Getting Started
===============

The easiest way to get started is to click the button below, which will create a new ML project from a starter template.

.. image:: /_static/github.png
   :target: https://github.com/codekansas/ml-project-template/generate

Next, clone the new repository, then from the top-level directory run:

.. code-block:: bash

   pip install -e '.[dev]'  # Install with development dependencies

You will need to define some environment variables to let the framework know where files are. At the bare minimum, you need to define:

.. code-block:: bash

    export RUN_DIR=/path/to/run/dir  # This is where all your training logs and checkpoints will be written
    export EVAL_RUN_DIR=/path/to/eval/run/dir  # This is where all your evaluation logs will be written

It's also a good idea to define these other variables as well:

.. code-block:: bash

    export DATA_DIR=/path/to/data/dir  # This is where your datasets are stored
    export MODEL_DIR=/path/to/model/dir  # This is where your pretrained models are stored

I suggest trying out the examples from the template repository to get a feel for how things work:

.. code-block:: bash

   runml train configs/image_demo.yaml  # Train an image classifier
   runml train configs/rl_demo.yaml  # Train a walking policy

There are a lot of files in that repository which aren't necessary for every project. For example, many projects probably won't need the custom C++ code, so you can delete that directory and remove the extension from the `setup.py` file.

→ **SHORT TASK 1**: According to the getting-started guide, what command installs the project with its development dependencies?
→ **SHORT TASK 2**: Write the next part of the getting-started guide, picking up after its last sentence.

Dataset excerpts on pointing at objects
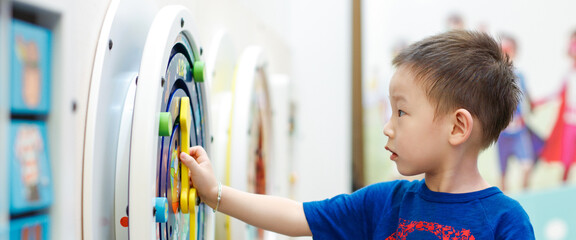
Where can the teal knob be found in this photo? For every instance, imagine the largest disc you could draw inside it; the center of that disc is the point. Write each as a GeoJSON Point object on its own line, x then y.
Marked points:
{"type": "Point", "coordinates": [161, 209]}
{"type": "Point", "coordinates": [198, 71]}
{"type": "Point", "coordinates": [165, 128]}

→ **TASK RESPONSE 1**: pip install -e '.[dev]'

→ **TASK RESPONSE 2**:
From Scratch
------------

Alternatively, you can install the package directly with pip:

.. code-block:: bash

   pip install ml-starter

This expects a project structure like this:

.. code-block:: bash

   .
   ├── configs
   │   └── my_config.yaml
   └── project
      ├── loggers
      ├── lr_schedulers
      ├── models
      │   └── my_model.py
      ├── optimizers
      ├── scripts
      │   └── cli.py
      ├── tasks
      │   └── my_task.py
      ├── trainers
      └── launchers

The `cli.py` file should look something like this:

.. code-block:: python

   from pathlib import Path

   from ml.scripts.cli import cli_main as ml_cli_main

   PROJECT_ROOT = Path(__file__).parent.parent


   def cli_main() -> None:
      ml_cli_main(PROJECT_ROOT)


   if __name__ == "__main__":
      cli_main()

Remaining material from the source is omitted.